▶ [Exercise]: Starting at the row that contains "the tree, locate" and continuing through the last row, render each line as a Markdown table with the columns "No." and "Line", leaving out any blank lines.

(Coordinate annotation entries)

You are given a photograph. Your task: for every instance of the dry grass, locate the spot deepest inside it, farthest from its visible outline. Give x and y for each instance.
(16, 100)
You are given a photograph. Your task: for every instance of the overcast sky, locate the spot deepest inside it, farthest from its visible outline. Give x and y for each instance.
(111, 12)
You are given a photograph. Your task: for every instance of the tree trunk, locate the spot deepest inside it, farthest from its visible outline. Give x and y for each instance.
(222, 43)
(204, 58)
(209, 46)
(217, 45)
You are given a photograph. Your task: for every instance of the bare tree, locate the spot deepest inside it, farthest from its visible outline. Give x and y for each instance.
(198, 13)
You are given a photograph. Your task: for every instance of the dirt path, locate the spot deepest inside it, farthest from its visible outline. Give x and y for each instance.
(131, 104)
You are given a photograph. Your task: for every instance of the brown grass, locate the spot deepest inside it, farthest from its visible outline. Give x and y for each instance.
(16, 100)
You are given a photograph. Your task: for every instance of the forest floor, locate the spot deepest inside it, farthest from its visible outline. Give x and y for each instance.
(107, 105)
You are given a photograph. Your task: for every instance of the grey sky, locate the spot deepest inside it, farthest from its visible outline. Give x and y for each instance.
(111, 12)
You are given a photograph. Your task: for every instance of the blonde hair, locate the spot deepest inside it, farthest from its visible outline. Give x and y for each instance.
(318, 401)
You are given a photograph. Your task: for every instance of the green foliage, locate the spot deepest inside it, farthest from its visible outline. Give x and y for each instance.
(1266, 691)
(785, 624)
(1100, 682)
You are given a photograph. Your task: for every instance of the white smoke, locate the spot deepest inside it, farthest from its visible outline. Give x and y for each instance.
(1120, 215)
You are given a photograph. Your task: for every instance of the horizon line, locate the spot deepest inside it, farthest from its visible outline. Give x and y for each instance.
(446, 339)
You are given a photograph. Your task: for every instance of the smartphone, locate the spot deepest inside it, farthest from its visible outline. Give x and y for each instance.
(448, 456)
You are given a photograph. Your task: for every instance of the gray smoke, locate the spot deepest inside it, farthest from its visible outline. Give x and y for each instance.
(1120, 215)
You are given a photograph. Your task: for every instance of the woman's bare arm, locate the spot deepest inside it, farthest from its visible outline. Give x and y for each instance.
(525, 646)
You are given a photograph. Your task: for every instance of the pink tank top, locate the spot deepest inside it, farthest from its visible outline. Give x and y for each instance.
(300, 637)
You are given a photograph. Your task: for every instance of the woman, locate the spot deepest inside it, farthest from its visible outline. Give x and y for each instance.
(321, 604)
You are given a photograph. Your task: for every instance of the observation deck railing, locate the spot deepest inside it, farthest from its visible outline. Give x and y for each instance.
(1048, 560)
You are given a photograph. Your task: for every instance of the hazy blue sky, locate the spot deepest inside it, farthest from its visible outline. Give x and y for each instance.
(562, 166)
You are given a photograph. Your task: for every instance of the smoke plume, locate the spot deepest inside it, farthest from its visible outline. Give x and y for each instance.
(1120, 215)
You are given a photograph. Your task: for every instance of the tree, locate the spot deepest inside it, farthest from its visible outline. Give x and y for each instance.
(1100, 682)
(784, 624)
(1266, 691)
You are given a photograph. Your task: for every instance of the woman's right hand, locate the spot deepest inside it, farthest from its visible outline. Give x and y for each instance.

▶ [Solution for this problem]:
| No. | Line |
|---|---|
| 1 | You are given a photograph. Your task: for every instance of the tree, locate the spot deepest inside it, farthest from its visible outline. Give x and y for each instance. |
| 2 | (1100, 682) |
| 3 | (784, 624) |
| 4 | (1266, 691) |
| 5 | You are given a photograph. Your task: for every instance of the woman's right hand, locate the spot deepest inside it, farthest from its visible outline. Give x and y for each instance. |